● WHAT IS EXPECTED
Please report how many lines in the entries below contain the string "shirt", matching case exactly, and give only that number.

● Data listing
=====

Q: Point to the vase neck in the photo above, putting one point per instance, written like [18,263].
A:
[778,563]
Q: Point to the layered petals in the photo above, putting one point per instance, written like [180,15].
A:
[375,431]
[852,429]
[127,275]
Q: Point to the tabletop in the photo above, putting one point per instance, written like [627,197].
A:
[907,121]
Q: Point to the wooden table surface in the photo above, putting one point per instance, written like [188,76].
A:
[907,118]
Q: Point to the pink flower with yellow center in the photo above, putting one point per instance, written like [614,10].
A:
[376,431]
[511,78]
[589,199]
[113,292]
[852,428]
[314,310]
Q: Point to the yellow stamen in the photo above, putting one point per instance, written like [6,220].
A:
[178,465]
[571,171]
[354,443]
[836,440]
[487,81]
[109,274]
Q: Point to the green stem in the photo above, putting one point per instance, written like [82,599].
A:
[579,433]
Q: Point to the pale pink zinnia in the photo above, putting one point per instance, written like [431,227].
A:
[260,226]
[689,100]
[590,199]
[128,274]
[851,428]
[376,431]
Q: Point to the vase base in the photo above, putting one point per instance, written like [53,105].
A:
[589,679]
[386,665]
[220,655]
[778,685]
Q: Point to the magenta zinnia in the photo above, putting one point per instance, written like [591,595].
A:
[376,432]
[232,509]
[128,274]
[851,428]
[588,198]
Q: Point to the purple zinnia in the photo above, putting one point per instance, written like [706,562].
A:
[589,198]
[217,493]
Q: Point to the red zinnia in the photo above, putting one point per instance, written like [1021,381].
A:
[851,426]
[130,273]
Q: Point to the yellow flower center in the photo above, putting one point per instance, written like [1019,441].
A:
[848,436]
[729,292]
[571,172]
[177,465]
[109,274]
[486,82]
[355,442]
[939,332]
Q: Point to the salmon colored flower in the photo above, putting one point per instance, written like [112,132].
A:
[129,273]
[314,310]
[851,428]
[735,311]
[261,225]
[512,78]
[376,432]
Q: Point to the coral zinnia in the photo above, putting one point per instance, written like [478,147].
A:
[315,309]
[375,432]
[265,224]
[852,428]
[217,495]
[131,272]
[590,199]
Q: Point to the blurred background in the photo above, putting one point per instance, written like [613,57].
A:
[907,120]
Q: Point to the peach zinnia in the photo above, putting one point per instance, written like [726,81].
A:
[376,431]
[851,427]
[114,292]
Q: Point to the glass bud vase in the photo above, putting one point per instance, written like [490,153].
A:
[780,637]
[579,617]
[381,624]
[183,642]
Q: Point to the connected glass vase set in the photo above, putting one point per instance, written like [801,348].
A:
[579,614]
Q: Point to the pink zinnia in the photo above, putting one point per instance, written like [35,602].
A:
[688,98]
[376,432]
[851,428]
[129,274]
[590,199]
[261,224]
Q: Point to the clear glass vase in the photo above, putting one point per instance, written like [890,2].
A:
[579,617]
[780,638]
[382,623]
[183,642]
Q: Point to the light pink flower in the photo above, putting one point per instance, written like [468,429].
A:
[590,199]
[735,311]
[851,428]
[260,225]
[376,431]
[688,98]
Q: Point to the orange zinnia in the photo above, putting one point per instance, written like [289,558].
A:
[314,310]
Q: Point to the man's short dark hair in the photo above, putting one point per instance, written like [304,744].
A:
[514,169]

=====

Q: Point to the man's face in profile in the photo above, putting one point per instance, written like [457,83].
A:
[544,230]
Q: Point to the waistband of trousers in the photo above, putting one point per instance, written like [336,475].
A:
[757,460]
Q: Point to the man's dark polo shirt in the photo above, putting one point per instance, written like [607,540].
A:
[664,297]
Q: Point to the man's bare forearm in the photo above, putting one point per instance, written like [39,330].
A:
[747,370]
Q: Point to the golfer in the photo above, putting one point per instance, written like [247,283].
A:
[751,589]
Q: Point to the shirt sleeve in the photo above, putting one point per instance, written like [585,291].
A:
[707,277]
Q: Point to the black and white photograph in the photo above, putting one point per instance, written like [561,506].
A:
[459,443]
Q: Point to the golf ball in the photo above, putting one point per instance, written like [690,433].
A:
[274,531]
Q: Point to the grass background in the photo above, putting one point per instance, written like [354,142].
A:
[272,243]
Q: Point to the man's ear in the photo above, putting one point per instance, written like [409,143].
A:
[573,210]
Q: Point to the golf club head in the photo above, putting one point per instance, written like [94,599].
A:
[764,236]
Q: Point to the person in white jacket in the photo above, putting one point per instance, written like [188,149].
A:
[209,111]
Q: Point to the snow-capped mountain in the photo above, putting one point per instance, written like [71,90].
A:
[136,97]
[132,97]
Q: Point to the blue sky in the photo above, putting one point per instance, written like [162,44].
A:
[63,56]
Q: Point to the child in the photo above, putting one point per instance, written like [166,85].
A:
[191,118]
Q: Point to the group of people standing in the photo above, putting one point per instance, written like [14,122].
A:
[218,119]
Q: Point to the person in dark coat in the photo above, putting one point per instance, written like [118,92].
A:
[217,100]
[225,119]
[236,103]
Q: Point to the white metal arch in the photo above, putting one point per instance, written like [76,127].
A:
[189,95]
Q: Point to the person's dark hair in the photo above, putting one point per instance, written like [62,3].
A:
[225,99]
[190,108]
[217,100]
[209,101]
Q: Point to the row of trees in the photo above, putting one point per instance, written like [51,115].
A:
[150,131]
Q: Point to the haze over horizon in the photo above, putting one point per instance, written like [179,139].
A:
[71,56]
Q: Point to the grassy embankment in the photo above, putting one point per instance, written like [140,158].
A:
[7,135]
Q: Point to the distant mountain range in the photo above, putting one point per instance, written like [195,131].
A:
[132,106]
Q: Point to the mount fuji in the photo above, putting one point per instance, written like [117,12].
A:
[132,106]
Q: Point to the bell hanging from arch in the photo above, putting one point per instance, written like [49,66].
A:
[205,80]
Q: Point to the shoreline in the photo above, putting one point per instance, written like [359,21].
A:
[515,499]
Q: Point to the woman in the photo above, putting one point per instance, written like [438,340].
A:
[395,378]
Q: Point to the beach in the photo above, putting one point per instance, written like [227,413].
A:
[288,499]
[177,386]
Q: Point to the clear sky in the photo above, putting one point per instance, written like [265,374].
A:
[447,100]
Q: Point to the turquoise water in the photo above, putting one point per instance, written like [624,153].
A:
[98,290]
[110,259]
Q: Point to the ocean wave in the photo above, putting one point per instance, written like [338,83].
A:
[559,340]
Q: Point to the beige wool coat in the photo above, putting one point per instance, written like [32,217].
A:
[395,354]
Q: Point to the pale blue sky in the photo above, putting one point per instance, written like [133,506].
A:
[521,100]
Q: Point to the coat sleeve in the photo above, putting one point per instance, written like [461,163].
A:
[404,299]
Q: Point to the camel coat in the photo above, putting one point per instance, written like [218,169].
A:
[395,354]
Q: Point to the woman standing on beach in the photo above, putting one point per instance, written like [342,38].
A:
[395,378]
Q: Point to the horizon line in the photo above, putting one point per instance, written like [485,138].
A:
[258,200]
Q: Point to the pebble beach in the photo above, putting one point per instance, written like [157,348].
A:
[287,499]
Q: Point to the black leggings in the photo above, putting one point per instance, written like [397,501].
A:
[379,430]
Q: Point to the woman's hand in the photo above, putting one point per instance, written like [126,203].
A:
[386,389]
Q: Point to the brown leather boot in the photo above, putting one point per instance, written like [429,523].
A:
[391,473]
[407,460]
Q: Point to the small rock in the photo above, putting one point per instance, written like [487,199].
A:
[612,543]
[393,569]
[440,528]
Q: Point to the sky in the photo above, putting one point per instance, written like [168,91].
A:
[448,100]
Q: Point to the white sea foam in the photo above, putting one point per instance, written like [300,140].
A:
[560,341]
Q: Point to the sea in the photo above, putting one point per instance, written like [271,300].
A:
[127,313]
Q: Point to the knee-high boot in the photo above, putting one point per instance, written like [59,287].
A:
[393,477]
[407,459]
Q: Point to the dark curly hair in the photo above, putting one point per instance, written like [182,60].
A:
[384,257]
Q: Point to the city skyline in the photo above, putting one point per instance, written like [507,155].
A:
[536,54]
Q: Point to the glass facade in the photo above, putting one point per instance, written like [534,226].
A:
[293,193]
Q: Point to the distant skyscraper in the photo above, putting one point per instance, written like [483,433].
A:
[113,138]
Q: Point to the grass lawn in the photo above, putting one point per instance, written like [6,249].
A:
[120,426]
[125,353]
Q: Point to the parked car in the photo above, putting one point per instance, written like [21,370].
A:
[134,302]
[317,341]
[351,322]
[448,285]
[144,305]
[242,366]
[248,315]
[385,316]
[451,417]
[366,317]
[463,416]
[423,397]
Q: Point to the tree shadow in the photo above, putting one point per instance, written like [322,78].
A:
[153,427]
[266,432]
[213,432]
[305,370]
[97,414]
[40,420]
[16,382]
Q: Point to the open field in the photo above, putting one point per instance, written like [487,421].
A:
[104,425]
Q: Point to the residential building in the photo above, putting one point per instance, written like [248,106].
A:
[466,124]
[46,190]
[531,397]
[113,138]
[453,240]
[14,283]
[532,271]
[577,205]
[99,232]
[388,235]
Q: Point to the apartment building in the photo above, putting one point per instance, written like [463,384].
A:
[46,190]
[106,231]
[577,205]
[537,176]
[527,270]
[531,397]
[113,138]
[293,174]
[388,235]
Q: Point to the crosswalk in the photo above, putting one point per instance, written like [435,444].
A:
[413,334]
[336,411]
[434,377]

=====

● COMPLETED TASK
2